## SELECTION
****

Tuesday, August 31, 2004

Dubrovnik, Croatia--August 31st

Photos to come . . .

Sunday, August 29, 2004

Katakolon-Olympia, Greece--August 29th

Photos to come . . .

Saturday, August 28, 2004

Mykonos, Greece--August 28th

Mykonos is reputed to have 365 churches, "one for every day of the year." Perhaps it does.

This shot is of the most famous church in Chora, the church of Paraportiani, originally built at (alongside/next to; i.e., "para") the "porta" (doorway) of the castle. The castle is gone, but the church remains.

The church actually consists of five chapels: four on the ground floor and one above. We were given to believe this was a very important site, so we thought we’d visit it first in the day before the crowds arrived. Too bad the building was locked up tight as a drum. And when we went back later, it was still locked up. We never saw a thing beyond its pretty whitewashed outer walls. Very disappointing.

After visiting the Church of Paraportiani, we headed southwest toward another famous attraction: the city’s windmills. We are on the patio of one of a string of tabernas (taverns) that line the harbor on the southwest side of the main portion of the city.

Looking back north toward the harbor from in front of the windmills. At the very far left corner of the spit of land you see sticking out into the harbor, you can see the Church of Paraportiani.

****

## DATA PROVIDED
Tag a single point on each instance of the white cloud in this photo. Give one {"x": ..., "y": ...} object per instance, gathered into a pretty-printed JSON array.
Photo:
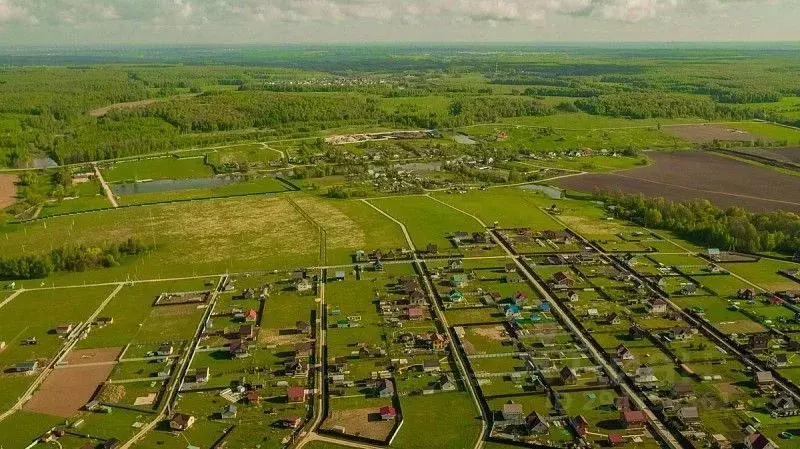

****

## EXERCISES
1. Answer these questions about the travel blog above:
(a) How many churches is Mykonos reputed to have?
(b) How many chapels make up the Church of Paraportiani?
(c) In which direction did the visitors head after the Church of Paraportiani, and toward what attraction?
2. Repeat word for word the part of the travel blog from "This shot is" up to and including "the church remains.".

## SOLUTIONS BY TASK
1.
(a) 365 churches, "one for every day of the year."
(b) Five chapels: four on the ground floor and one above.
(c) They headed southwest, toward the city's windmills.

2.
This shot is of the most famous church in Chora, the church of Paraportiani, originally built at (alongside/next to; i.e., "para") the "porta" (doorway) of the castle. The castle is gone, but the church remains.